#### [Dataset entries]
★ ★ ★ ★ ★

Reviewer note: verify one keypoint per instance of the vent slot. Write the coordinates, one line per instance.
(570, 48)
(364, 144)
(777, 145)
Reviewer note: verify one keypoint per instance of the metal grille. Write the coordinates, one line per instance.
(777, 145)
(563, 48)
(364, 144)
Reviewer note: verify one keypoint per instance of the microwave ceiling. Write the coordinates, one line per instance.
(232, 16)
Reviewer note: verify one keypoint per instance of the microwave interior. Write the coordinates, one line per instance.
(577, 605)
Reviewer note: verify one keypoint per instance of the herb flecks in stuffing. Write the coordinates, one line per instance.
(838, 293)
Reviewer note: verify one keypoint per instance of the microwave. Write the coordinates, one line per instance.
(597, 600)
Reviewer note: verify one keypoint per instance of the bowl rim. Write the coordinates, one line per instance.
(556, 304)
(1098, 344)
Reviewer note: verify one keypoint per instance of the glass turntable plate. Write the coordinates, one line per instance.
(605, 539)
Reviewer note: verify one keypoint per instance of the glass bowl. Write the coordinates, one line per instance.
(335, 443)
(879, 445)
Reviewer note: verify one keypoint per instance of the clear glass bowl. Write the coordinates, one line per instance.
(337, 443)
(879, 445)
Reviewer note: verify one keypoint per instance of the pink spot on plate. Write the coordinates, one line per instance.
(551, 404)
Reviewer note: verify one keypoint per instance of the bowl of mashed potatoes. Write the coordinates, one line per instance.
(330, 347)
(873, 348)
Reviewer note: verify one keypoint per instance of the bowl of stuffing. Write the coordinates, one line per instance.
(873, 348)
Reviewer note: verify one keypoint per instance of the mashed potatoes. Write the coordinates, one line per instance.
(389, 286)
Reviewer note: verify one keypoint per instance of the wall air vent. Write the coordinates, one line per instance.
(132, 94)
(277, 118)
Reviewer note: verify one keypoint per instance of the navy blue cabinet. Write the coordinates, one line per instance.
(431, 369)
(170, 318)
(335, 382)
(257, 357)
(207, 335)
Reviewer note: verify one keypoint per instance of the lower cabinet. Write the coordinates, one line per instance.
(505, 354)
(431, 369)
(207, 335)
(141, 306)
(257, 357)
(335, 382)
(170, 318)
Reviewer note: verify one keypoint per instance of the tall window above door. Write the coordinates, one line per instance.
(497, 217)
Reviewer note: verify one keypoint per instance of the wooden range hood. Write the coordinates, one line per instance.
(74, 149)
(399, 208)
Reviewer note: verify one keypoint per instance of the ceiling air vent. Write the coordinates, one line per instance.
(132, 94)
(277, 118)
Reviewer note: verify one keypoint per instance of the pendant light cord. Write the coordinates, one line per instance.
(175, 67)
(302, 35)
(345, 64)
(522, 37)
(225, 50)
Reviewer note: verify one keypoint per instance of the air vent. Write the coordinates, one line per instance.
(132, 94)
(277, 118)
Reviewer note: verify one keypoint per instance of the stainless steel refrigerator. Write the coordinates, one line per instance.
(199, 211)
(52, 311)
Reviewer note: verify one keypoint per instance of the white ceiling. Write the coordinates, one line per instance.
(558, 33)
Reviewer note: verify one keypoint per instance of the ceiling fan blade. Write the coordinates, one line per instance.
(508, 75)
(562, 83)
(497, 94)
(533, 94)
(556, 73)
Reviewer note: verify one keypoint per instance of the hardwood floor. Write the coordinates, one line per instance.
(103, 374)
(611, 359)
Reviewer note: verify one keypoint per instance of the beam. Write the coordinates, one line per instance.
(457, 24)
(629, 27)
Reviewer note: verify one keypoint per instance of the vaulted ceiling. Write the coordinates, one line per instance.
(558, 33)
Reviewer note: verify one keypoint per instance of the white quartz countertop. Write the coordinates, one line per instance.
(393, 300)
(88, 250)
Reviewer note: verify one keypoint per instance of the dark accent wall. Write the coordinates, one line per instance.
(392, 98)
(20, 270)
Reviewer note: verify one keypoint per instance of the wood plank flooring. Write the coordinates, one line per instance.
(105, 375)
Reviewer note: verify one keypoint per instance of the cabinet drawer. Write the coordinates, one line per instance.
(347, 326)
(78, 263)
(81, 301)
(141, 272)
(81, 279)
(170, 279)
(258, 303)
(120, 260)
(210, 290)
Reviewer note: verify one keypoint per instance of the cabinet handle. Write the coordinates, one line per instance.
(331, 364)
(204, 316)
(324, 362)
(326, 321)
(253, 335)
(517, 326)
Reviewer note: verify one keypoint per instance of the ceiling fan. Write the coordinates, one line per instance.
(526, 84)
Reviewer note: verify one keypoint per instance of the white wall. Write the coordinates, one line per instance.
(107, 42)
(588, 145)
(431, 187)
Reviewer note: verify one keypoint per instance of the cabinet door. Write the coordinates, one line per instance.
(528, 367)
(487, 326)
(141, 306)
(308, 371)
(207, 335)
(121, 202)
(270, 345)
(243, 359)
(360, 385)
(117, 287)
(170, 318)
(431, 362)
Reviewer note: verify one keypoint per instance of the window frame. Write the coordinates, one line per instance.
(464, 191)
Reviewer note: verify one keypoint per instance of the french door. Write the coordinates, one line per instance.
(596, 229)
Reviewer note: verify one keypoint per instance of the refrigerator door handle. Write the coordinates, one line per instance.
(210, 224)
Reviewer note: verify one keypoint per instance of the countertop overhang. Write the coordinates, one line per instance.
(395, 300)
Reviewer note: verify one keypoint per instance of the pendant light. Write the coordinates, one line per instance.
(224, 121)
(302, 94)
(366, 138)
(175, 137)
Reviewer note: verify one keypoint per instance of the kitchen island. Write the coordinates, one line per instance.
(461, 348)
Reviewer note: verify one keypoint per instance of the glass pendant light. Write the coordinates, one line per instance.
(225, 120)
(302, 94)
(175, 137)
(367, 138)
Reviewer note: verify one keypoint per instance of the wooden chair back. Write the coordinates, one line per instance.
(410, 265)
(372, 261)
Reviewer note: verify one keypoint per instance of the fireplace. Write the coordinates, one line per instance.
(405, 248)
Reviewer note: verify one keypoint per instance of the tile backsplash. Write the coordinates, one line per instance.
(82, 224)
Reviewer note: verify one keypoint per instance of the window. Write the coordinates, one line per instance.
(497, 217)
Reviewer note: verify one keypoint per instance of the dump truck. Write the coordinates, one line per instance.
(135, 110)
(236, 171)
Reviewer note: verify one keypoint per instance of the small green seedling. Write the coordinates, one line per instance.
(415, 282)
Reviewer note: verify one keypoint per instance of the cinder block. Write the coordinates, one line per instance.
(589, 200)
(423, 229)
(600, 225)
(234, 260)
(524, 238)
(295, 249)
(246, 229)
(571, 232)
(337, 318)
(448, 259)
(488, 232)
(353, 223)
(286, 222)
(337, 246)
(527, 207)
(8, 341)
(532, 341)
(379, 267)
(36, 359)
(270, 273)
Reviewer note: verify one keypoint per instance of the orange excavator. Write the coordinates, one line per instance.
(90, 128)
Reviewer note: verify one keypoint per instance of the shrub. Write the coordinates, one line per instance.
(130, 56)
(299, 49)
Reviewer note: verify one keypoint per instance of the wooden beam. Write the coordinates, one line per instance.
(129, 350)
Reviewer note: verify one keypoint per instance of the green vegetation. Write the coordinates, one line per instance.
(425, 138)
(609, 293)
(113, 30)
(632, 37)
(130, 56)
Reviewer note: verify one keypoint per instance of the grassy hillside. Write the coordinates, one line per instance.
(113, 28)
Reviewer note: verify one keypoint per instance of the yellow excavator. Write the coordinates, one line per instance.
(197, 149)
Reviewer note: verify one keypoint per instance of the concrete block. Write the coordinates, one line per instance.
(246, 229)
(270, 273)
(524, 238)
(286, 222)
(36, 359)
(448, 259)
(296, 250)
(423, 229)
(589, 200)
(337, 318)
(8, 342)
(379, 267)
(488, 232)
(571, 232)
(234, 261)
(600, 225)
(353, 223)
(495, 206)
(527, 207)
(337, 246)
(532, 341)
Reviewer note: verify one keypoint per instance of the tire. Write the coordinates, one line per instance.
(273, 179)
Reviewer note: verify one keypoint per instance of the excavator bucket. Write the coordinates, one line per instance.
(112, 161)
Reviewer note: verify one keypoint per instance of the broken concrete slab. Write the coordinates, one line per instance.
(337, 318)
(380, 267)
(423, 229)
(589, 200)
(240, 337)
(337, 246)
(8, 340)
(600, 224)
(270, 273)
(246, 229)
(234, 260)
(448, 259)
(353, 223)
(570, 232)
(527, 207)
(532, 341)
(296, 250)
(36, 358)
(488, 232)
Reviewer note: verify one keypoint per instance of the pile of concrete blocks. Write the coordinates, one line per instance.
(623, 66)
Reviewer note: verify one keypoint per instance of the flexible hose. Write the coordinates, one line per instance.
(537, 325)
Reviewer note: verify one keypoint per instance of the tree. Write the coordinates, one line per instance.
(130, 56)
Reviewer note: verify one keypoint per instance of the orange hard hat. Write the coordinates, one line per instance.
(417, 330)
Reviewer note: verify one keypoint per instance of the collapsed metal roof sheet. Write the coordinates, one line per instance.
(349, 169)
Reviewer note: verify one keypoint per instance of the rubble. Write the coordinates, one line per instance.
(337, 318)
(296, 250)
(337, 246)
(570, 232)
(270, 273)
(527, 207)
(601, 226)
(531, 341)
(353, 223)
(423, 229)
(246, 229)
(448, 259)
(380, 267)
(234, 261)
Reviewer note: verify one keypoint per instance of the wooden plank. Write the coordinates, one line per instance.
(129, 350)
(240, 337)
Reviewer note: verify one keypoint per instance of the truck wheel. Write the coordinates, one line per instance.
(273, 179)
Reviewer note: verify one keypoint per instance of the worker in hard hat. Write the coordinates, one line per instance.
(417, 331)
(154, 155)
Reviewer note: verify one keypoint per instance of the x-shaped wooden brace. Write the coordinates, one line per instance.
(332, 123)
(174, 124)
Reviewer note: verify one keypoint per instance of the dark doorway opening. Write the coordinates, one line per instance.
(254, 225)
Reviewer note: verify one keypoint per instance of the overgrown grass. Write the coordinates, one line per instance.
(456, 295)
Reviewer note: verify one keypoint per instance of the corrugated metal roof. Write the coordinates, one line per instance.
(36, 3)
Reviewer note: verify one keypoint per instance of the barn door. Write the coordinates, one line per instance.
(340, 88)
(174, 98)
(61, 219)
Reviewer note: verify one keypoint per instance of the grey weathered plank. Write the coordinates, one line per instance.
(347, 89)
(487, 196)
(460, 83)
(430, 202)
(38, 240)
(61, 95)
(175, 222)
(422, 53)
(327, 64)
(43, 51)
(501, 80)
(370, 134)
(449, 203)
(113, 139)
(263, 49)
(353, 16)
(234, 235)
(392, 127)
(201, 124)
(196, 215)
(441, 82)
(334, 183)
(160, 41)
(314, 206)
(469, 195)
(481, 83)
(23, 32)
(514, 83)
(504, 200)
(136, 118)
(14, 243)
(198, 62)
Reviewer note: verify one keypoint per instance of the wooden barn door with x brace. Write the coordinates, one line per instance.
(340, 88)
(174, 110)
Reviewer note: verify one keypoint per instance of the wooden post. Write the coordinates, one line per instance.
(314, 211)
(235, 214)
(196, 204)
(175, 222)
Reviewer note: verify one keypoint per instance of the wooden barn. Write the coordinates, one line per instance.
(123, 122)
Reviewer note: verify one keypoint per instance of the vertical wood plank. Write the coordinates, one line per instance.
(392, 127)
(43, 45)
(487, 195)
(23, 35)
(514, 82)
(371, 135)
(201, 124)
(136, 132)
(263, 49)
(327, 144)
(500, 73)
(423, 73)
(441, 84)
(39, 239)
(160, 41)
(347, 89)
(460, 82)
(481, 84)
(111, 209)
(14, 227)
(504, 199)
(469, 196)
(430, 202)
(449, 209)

★ ★ ★ ★ ★

#### [Directions for this task]
Repeat exactly the lines above, starting with the line that contains "Reviewer note: verify one keypoint per instance of the vertical" and ending with the last line, both included, and nothing else.

#### [Response]
Reviewer note: verify one keypoint per instance of the vertical wood plank. Write the coordinates, one line per instance.
(392, 127)
(43, 45)
(487, 195)
(23, 35)
(514, 82)
(371, 135)
(201, 124)
(136, 132)
(263, 49)
(327, 144)
(500, 73)
(423, 73)
(441, 84)
(39, 239)
(160, 41)
(347, 89)
(460, 82)
(481, 84)
(111, 209)
(14, 227)
(504, 199)
(469, 196)
(430, 202)
(449, 209)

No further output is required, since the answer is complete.